#### [Ejercicios propuestos]
A: Según el texto sobre la selección uruguaya, ¿en qué puesto terminó Uruguay su grupo en el Mundial?
B: Prolonga el texto sobre la selección uruguaya a partir de su última frase.

Todos tenemos uno. Hablo de ese amigo o amiga poco agraciado
a simple vista y sin mucha labia pero que al terminar la noche siempre liga sin
que nadie se explique muy bien cómo lo ha hecho. Solo cuando se comparten
varias veladas de jarana juntos, uno entiende la clave. Sin importarle la gran
competencia, la fe inquebrantable en sus posibilidades y su capacidad para
insistir pese a lo difícil de su empresa son los detalles que están detrás del
éxito. Así es la selección uruguaya.
En su tercera Copa del Mundo consecutiva, cuarta de las
últimas cinco, el conjunto sudamericano ha logrado clasificarse entre los ocho
mejores tras acabar primero de grupo y deshacerse de la vigente campeona de
Europa encabezada por Cristiano Ronaldo. Sin excesivo brillo (acciones como los
goles de Cavani ante los lusos al margen), desposeída de actuaciones estelares,
pero dejando la sensación de que está capacitada para salir a flote en
cualquier tipo de contexto.

[Entradas guardadas]
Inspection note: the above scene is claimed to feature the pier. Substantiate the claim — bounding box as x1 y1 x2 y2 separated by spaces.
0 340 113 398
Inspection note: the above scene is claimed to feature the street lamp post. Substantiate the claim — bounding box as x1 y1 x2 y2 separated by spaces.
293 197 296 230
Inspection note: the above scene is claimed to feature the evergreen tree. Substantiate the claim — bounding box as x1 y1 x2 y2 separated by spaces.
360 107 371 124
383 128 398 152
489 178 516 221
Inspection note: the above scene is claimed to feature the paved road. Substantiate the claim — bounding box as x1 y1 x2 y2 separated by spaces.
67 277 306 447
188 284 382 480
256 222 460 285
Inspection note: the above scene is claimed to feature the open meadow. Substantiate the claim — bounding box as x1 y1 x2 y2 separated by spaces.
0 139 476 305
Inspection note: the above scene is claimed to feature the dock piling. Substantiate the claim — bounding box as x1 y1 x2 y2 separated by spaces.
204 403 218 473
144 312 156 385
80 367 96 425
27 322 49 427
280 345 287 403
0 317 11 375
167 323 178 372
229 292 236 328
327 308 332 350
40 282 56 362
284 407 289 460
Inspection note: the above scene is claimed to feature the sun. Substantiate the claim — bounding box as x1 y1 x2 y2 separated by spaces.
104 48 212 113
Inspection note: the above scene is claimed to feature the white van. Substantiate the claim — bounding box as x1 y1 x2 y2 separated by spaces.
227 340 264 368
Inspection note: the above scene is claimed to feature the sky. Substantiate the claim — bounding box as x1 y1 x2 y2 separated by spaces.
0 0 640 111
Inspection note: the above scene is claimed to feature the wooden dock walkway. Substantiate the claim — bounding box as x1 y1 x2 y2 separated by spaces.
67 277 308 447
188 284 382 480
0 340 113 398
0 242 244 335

#### [Respuestas]
A: Terminó primero de grupo.

B:
Contemplar un partido de los charrúas genera en muchas
ocasiones al espectador lo que los alemanes llaman técnicamente ‘Schadenfreude’
y que no es otra cosa que el disfrute con el sufrimiento ajeno. Porque los once
que pisan el campo con la celeste desde el inicio, y todos los que están
sentados en el banquillo, transmiten sensación de agonía extrema. Muecas de
desagrado, desprecio por el físico propio… Al contrario que aquellos
futbolistas que juegan como cuando corrían por el patio de su casa, los
uruguayos solo son capaces de encontrar el gozo si conjugan el verbo ganar.
Eso explica que se trate de un cuadro desposeído de egos
donde la gloria individual alcanzada con los años es proporcional al nivel de
sacrificio por el resto del combinado. Atacantes que podrían pavonearse
mientras piden el esférico al pie bajan a recuperarlo a campo propio o se
inmolan actuando de porteros improvisados aunque eso les suponga renunciar a
uno de los partidos más importantes de su vida. Defensas sin nada ya que
demostrar se pelan las rodillas deslizándose por el césped para salir airosos
de una jugada intrascendente.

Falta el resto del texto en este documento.